--- TASK DETAILS ---
Write out all of the material below, line for line, with the same wording. Leave the images out of your answer.

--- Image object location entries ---
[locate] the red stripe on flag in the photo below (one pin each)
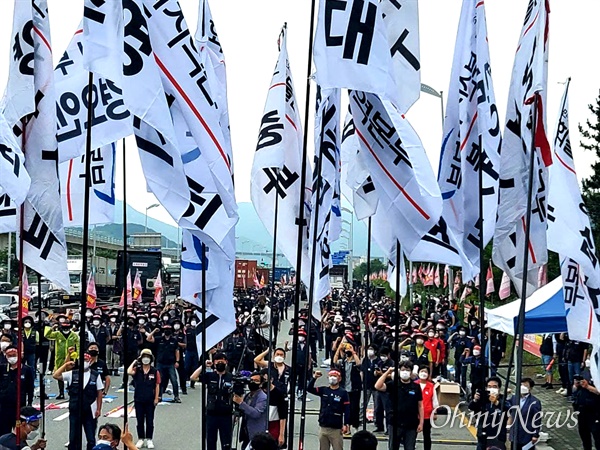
(194, 110)
(408, 197)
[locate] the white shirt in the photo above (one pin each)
(68, 378)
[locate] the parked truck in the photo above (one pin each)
(104, 275)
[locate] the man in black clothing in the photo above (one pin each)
(409, 423)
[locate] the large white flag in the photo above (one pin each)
(528, 89)
(570, 235)
(399, 168)
(325, 179)
(351, 47)
(471, 138)
(277, 165)
(111, 118)
(102, 191)
(44, 249)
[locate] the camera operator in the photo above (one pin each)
(219, 408)
(254, 408)
(489, 406)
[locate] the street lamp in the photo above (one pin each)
(147, 208)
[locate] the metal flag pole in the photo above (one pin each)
(311, 294)
(203, 344)
(272, 303)
(367, 308)
(301, 221)
(84, 266)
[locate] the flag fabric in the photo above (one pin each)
(471, 134)
(528, 89)
(325, 178)
(504, 291)
(277, 166)
(102, 192)
(399, 168)
(570, 235)
(112, 119)
(158, 289)
(137, 288)
(44, 243)
(490, 288)
(25, 296)
(126, 291)
(91, 292)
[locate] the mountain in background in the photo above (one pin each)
(251, 235)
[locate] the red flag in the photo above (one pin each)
(490, 281)
(91, 292)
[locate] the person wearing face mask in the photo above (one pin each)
(89, 392)
(219, 407)
(254, 407)
(525, 429)
(64, 338)
(405, 426)
(28, 431)
(334, 413)
(459, 341)
(146, 380)
(489, 407)
(8, 388)
(168, 359)
(430, 403)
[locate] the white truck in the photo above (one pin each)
(105, 275)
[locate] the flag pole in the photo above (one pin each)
(42, 372)
(203, 344)
(521, 318)
(125, 296)
(272, 304)
(396, 336)
(301, 220)
(367, 308)
(311, 294)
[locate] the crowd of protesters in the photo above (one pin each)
(378, 360)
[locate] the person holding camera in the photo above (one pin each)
(146, 380)
(219, 408)
(254, 408)
(489, 407)
(334, 414)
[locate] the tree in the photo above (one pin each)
(591, 186)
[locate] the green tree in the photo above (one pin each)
(590, 132)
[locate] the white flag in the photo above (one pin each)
(44, 249)
(471, 138)
(401, 19)
(112, 120)
(351, 47)
(570, 235)
(399, 168)
(102, 192)
(325, 178)
(528, 88)
(277, 165)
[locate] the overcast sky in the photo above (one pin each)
(248, 31)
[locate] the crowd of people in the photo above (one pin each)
(381, 365)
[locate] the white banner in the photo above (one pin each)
(102, 192)
(471, 138)
(529, 82)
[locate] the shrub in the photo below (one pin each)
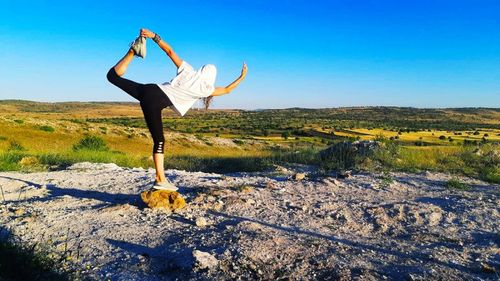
(90, 142)
(455, 183)
(15, 146)
(46, 128)
(285, 135)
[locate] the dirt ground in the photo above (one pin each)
(258, 226)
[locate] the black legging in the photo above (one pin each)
(152, 100)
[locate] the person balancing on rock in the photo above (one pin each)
(188, 86)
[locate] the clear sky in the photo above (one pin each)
(425, 53)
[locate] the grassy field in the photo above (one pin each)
(36, 136)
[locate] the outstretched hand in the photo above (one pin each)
(147, 33)
(244, 70)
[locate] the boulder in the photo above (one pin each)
(170, 200)
(204, 260)
(299, 176)
(201, 222)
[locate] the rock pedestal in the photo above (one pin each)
(170, 200)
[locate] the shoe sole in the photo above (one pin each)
(165, 188)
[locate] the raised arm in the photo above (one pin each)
(164, 46)
(219, 91)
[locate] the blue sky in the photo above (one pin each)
(426, 53)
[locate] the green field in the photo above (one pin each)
(37, 136)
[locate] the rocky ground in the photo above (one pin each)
(258, 226)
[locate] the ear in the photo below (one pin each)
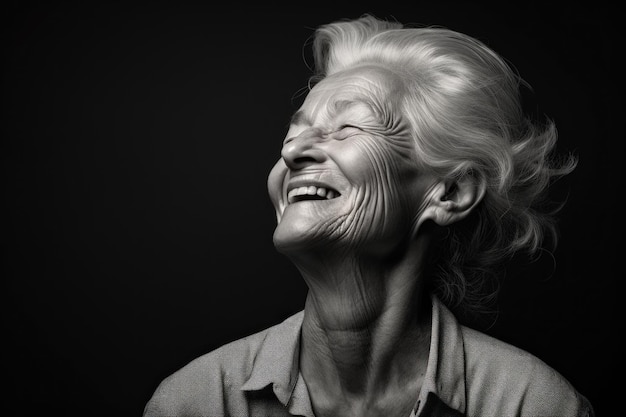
(451, 201)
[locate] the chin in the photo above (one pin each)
(290, 237)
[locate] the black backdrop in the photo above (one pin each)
(137, 232)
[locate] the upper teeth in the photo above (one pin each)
(311, 190)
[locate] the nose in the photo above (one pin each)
(303, 150)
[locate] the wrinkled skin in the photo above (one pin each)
(359, 251)
(347, 137)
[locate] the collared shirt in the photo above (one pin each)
(468, 374)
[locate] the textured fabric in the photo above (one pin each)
(469, 373)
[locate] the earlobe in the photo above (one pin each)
(451, 201)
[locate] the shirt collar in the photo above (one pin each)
(445, 373)
(277, 362)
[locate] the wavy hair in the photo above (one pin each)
(462, 102)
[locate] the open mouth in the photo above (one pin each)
(311, 192)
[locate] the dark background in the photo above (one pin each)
(136, 144)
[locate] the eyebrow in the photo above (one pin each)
(299, 118)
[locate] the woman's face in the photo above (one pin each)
(348, 173)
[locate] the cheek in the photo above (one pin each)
(381, 177)
(275, 181)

--- TASK OUTPUT ---
[locate] the red stripe on flag in the photo below (one pin each)
(194, 110)
(408, 197)
[locate] the white shirt in the photo above (one pin each)
(68, 378)
[locate] the parked truck in the photo above (one pin each)
(104, 275)
[locate] the man in black clothing in the photo above (one pin each)
(409, 423)
[locate] the large white flag in the photo above (one pin each)
(528, 89)
(570, 235)
(399, 168)
(325, 179)
(351, 47)
(471, 138)
(277, 165)
(111, 118)
(102, 191)
(44, 249)
[locate] the camera operator in the photo above (one pin each)
(219, 408)
(254, 408)
(489, 406)
[locate] the street lamp in the photo above (one pin each)
(147, 208)
[locate] the metal flag pole in the photo above (one pin each)
(311, 294)
(203, 344)
(272, 303)
(367, 308)
(301, 221)
(84, 266)
[locate] the flag fabric in the photo above (one pin each)
(471, 134)
(528, 89)
(325, 178)
(504, 291)
(277, 166)
(102, 192)
(399, 168)
(570, 235)
(112, 119)
(158, 289)
(137, 288)
(44, 243)
(490, 288)
(25, 296)
(126, 291)
(91, 292)
[locate] the mountain in background in the photo above (one pin each)
(251, 235)
[locate] the red flag in the photo above (one pin each)
(490, 281)
(91, 292)
[locate] the person wearing face mask in the photo above (one pin each)
(89, 392)
(219, 407)
(254, 407)
(525, 429)
(64, 338)
(405, 426)
(28, 431)
(334, 413)
(459, 341)
(146, 380)
(489, 407)
(8, 388)
(168, 359)
(430, 403)
[locate] the white truck in the photo above (one pin each)
(105, 275)
[locate] the flag pole in the photo above (one pin each)
(42, 372)
(203, 344)
(521, 318)
(125, 296)
(272, 304)
(396, 336)
(301, 220)
(367, 308)
(311, 294)
[locate] the crowd of protesters in the photo above (one pin each)
(378, 360)
[locate] the person holding camera in the photo above (one pin each)
(146, 380)
(219, 408)
(254, 408)
(489, 407)
(334, 414)
[locate] the tree in the photo above (one pin each)
(591, 186)
[locate] the green tree in the photo above (one pin each)
(590, 132)
[locate] the white flag in the photo above (one pin each)
(44, 249)
(471, 138)
(401, 19)
(112, 120)
(351, 47)
(570, 235)
(399, 168)
(102, 192)
(325, 178)
(528, 88)
(277, 165)
[locate] the overcast sky in the photo above (one pin each)
(248, 31)
[locate] the crowd of people in the photo above (one pin each)
(381, 365)
[locate] the white banner in the photo above (one pin each)
(102, 192)
(471, 138)
(529, 82)
[locate] the shrub in the photo below (one pin each)
(90, 142)
(455, 183)
(15, 146)
(46, 128)
(285, 135)
[locate] the dirt ground in the photo above (one pin each)
(258, 226)
[locate] the black legging in the photo above (one pin each)
(152, 100)
[locate] the person balancing on rock in the photo above (one pin each)
(188, 86)
[locate] the clear sky in the photo above (one pin each)
(425, 53)
[locate] the grassy field in the photo above (one pin each)
(36, 136)
[locate] the outstretched hand in the photo above (one pin each)
(147, 33)
(244, 70)
[locate] the boulder in the photo above (one pin each)
(170, 200)
(204, 260)
(299, 176)
(201, 222)
[locate] the rock pedestal in the photo above (one pin each)
(170, 200)
[locate] the shoe sole in the photo above (one pin each)
(165, 188)
[locate] the raised arm in the photo above (one pin each)
(164, 46)
(219, 91)
[locate] the blue sky in the photo above (one pin each)
(426, 53)
[locate] the green field in the photo above (one pin each)
(37, 136)
[locate] the rocky ground in the photo above (one pin each)
(258, 226)
[locate] the ear in the photo below (one pin each)
(451, 201)
[locate] the chin in the photo above (one pin each)
(290, 237)
[locate] the black backdrop in the photo above (one pin each)
(137, 232)
[locate] the upper teeth in the photo above (one pin each)
(311, 190)
[locate] the nose in the photo above (one pin each)
(303, 150)
[locate] the wrinkled skin in the photo above (one pin each)
(359, 251)
(347, 137)
[locate] the collared shirt in the photo above (one pin each)
(468, 374)
[locate] the textured fabric in the photo above (one pin each)
(469, 373)
[locate] the earlobe in the photo above (one pin each)
(451, 201)
[locate] the shirt collar in the photo above (one pin each)
(445, 373)
(277, 362)
[locate] the wavy hair in the photo above (one pin each)
(462, 102)
[locate] the open mouth in the photo above (one pin each)
(311, 192)
[locate] the dark background in the photo above (one pin each)
(136, 144)
[locate] the eyebrow in the photo above (one pin each)
(299, 118)
[locate] the woman's face in the photo above (one pin each)
(348, 173)
[locate] the cheek in the photo above (one pin each)
(381, 177)
(275, 181)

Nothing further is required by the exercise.